> **Records supplied**:
<<<<
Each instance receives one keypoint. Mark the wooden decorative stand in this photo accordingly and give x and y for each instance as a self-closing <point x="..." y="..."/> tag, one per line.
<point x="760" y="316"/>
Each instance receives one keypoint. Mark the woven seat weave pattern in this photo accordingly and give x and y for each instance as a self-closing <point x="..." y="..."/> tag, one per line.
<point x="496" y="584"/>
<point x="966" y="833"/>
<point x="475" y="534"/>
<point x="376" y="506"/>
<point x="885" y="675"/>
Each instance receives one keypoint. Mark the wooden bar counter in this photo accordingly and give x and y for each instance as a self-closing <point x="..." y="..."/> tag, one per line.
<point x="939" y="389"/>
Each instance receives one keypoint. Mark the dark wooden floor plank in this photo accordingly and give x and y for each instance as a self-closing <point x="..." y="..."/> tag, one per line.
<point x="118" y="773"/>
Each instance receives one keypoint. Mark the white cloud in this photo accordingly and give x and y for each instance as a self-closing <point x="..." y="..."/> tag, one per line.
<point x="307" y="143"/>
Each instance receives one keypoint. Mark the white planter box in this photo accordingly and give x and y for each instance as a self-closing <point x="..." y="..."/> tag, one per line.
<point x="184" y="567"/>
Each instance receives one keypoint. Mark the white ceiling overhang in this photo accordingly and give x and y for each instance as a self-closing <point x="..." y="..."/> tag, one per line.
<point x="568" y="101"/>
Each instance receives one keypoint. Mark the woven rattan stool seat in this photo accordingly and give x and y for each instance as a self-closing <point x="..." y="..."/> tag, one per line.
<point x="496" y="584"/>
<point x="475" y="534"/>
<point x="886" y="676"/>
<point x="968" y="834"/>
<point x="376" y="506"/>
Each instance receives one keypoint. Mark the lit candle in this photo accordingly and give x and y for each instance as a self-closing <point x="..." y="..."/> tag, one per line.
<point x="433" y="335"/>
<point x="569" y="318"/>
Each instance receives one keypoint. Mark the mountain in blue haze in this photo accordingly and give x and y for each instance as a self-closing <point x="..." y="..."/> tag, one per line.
>>>>
> **Task to carry out**:
Copy the material from the line containing "Each instance receives one keypoint. Mark the white planter" through its final line, substituting "marker" for "keypoint" and leaving everything else unchanged.

> **Output of the task**:
Each instance receives one marker. Mark the white planter box in this photo accordingly and give x and y for each instance as a self-closing <point x="..." y="..."/> tag, one per line.
<point x="184" y="567"/>
Each instance receives one marker. Mark the white ceiling overhang in this photo accordingly and give x and y for each instance as a self-closing <point x="..." y="..."/> tag, one per line.
<point x="568" y="101"/>
Each instance receives one marker. Mark the woven rattan stool seat in this photo accordingly and give x and y for each instance as a self-closing <point x="..." y="..."/> tag, one per line.
<point x="496" y="584"/>
<point x="475" y="534"/>
<point x="886" y="676"/>
<point x="968" y="834"/>
<point x="376" y="506"/>
Each instance receives one marker. Mark the lit candle in this photo accordingly and give x and y for each instance as a self-closing <point x="..." y="..."/> tag, one per line.
<point x="433" y="335"/>
<point x="569" y="318"/>
Each instance receives one marker. Mark the mountain in blue haze in this photo accordingly and give x and y for each instance as a self-closing <point x="..." y="..."/> tag, one per line.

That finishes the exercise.